→ **Requirement**: The records below must be transcribed exactly, with each picture left out.

*** Opening of Excerpted data ***

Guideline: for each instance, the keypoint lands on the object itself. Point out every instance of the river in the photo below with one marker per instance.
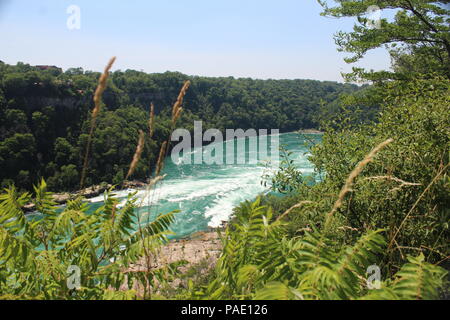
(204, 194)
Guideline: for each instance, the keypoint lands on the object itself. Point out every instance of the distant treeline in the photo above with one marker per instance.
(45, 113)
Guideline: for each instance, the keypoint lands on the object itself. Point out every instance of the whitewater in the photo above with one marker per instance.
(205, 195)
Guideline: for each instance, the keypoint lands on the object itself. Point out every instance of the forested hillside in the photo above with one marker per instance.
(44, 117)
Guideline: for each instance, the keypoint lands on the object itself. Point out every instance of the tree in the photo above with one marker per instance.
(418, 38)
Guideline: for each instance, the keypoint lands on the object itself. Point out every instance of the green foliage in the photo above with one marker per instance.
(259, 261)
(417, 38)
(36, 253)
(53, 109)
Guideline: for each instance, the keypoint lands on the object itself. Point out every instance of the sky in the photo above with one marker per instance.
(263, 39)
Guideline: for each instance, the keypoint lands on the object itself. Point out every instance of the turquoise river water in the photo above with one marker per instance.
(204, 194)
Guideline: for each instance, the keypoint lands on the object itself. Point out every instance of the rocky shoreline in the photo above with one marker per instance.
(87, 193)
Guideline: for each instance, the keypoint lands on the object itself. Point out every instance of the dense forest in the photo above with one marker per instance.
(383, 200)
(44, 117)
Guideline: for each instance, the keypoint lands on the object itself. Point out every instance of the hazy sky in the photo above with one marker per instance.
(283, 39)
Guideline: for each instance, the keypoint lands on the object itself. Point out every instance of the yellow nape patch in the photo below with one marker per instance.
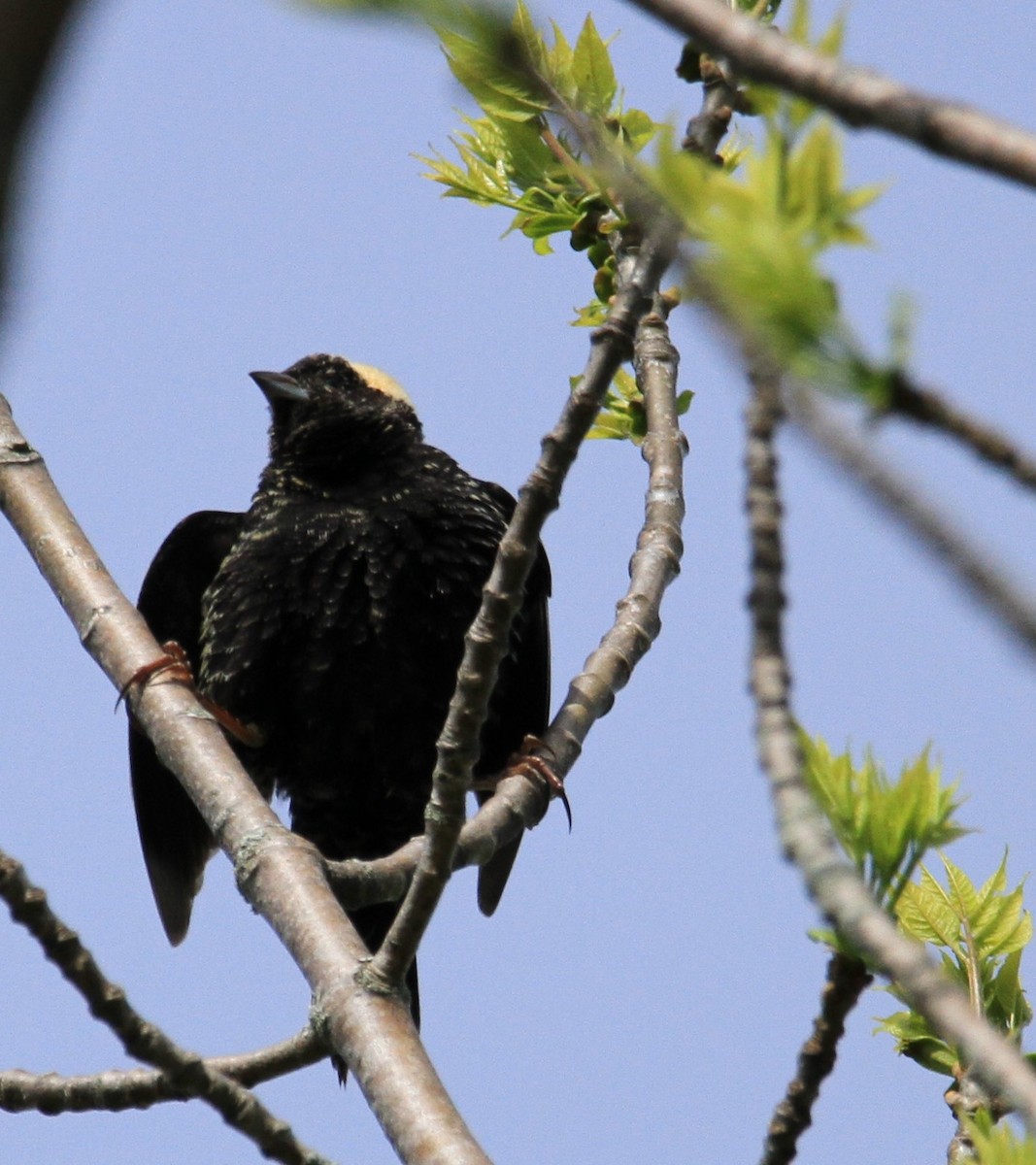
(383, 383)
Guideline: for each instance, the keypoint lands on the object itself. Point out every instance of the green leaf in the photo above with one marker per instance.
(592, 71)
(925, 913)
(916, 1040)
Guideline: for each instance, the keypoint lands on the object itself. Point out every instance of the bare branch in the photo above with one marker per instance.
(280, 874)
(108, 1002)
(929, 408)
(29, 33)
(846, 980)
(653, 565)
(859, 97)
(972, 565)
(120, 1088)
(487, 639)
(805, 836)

*** Close of Excerpted data ***

→ **Finished exercise**:
Guideline: for each instance, the keypoint lands on the object itself. Point out every instance of the river in the photo below with one marker per instance.
(204, 194)
Guideline: for each instance, the keypoint lands on the object itself. Point out every instance of the distant treeline in the photo above with one marker per instance.
(45, 113)
Guideline: for each instance, the keypoint lands on the object itself. Point out every instance of the whitewater in the photo above with one marker per instance.
(205, 195)
Guideline: for each instance, the keypoint lands on the object itself. Point out every instance of the forested hillside in the photo above with one marker per instance.
(44, 117)
Guideline: for each instance, the keypoint lands on the object itself. Point out every instance of the tree in the photo above with one marker per instance.
(418, 38)
Guideline: for each instance, the keypoint lands on the object itself. Point out every instance of the green foliage in the photo above with one marker per instance.
(259, 261)
(417, 38)
(36, 253)
(53, 109)
Guideline: for each instance, the keypoint lands on the object itself. Point out every instance of the sky in the photo above with one marker per instance.
(263, 39)
Guideline: for each instance, the keypoint lands on the object itself. Point out every instance of the turquoise river water in the photo above with one marker per instance.
(204, 194)
Guideline: for each instance, the keypoint lands on the object itself. Point out every instance of the rocky shoreline in the photo above with one marker per instance.
(87, 193)
Guideline: for each instance, the keypoint lands on the object itself. Point out every instance of the dense forest in the photo above with one marker per instance.
(383, 200)
(44, 117)
Guideline: for each instance, the keypoint lands on the object itself. Point out every instance of the hazy sky in the photo above with one marker per instance.
(283, 39)
Guideline: for each instance, the keypoint lands on the object itself. Point out every instance of the yellow nape patch in the photo below with one marker per instance.
(383, 383)
Guideline: for each instance, the keypoint lands on the object itself. Point out every instance of the green leaf in the photo above with one marker per instance.
(592, 71)
(925, 913)
(916, 1040)
Guideline: for each instance, the keypoint lands on the object itself. Point out every instance of the bare branch in the photo above with one marker per instance.
(280, 874)
(108, 1002)
(929, 408)
(29, 33)
(846, 980)
(653, 565)
(859, 97)
(972, 565)
(120, 1088)
(487, 639)
(805, 836)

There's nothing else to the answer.